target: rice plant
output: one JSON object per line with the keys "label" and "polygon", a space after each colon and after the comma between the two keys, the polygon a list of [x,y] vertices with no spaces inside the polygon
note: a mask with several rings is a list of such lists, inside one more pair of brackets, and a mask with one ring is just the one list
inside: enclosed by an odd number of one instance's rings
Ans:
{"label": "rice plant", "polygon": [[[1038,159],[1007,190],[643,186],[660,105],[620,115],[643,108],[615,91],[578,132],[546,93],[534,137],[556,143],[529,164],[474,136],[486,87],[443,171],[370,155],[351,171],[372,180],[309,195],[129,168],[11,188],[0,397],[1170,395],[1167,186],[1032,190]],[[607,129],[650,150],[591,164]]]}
########################################
▶ _Instructions for the task_:
The answer should be the complete set of records, printed exactly.

▶ _Exercise result_:
target: rice plant
output: one JSON object per line with the keys "label" and "polygon", a space after each colon and after the comma between the two keys, the polygon a list of [x,y] vertices with no spaces inside the polygon
note: a mask with several rings is a list of such lists, inside one more pair of brackets, and a mask with one ring is just the one list
inside: enclosed by an odd number of one instance's rings
Ans:
{"label": "rice plant", "polygon": [[[1038,159],[1007,190],[643,186],[660,105],[620,115],[643,108],[615,91],[578,132],[546,93],[534,137],[556,143],[529,164],[474,136],[486,87],[443,171],[370,155],[351,171],[372,180],[309,195],[129,168],[11,188],[0,397],[1170,395],[1167,186],[1032,190]],[[607,129],[650,150],[591,164]]]}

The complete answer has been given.